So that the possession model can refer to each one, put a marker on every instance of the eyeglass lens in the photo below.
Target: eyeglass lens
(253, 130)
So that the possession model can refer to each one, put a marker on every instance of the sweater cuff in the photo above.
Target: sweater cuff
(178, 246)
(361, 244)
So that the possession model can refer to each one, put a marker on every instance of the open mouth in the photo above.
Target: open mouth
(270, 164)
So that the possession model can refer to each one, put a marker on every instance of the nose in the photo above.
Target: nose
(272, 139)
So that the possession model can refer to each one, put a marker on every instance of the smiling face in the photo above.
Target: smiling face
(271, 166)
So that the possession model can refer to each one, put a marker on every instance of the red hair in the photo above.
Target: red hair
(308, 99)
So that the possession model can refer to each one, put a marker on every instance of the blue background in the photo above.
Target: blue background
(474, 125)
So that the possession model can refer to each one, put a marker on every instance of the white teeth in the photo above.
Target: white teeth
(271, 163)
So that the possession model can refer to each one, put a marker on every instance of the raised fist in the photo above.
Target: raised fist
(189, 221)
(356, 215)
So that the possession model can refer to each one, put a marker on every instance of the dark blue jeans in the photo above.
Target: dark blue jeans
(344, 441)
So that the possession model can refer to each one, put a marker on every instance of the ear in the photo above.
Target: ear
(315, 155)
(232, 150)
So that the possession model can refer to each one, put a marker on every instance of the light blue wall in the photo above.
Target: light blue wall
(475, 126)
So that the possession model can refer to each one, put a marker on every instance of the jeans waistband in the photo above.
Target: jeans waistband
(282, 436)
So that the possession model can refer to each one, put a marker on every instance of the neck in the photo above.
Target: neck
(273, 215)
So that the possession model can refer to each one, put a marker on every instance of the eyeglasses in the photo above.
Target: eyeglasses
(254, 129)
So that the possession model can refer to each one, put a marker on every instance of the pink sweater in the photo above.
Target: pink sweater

* * * *

- _Assignment_: The records above are to be given again in full, word for word.

- _Response_:
So that the possession model can refer to each one, put a marker on every instance of the eyeglass lens in the photo below.
Target: eyeglass lens
(253, 130)
So that the possession model can refer to each one, put a marker on every instance of the sweater cuff in the photo above.
Target: sweater cuff
(178, 246)
(361, 244)
So that the possession model can refer to each one, put a marker on every instance of the open mouth in the photo above.
Target: open mouth
(270, 164)
So that the possession model can refer to each one, put a marker on every instance of the nose in the photo above.
Target: nose
(272, 139)
So that the possession model can refer to each one, put a marker on every instance of the smiling face in the photo above.
Target: smiling face
(271, 166)
So that the possession model can refer to each one, put a marker on every instance of the red hair in the photo above.
Target: red hair
(308, 99)
So that the possession model can refer to each one, put a marker on every instance of the blue background in the photo above.
Target: blue background
(474, 125)
So that the possession model can refer to each one, put a marker on every instance of the white teeth in the photo above.
Target: white teeth
(271, 163)
So that the possession model can refer to each one, put a marker on every instance of the raised fist in the photo above.
Target: raised fist
(189, 221)
(356, 215)
So that the possession model can refer to each one, put a marker on every instance of the dark blue jeans in the photo above.
Target: dark blue jeans
(344, 441)
So that the possession model can refer to each one, put a marker on every instance of the ear in the photo above.
Target: ear
(315, 155)
(232, 150)
So that the possession model can refer to each one, put a marker on every instance of the light blue wall in the photo above.
Target: light blue wall
(475, 126)
So that the possession model can refer to each one, put a marker on every instance of the jeans waistband in the photo above.
Target: jeans waistband
(282, 436)
So that the possession model can refer to each one, put a marker on every instance of the neck in the photo above.
Target: neck
(273, 215)
So that the possession model can refer to each one, put a marker on every instance of the eyeglasses in the photo above.
Target: eyeglasses
(254, 129)
So that the possession model can refer to each one, put a marker on every instance of the pink sweater in the photo above.
Target: pink sweater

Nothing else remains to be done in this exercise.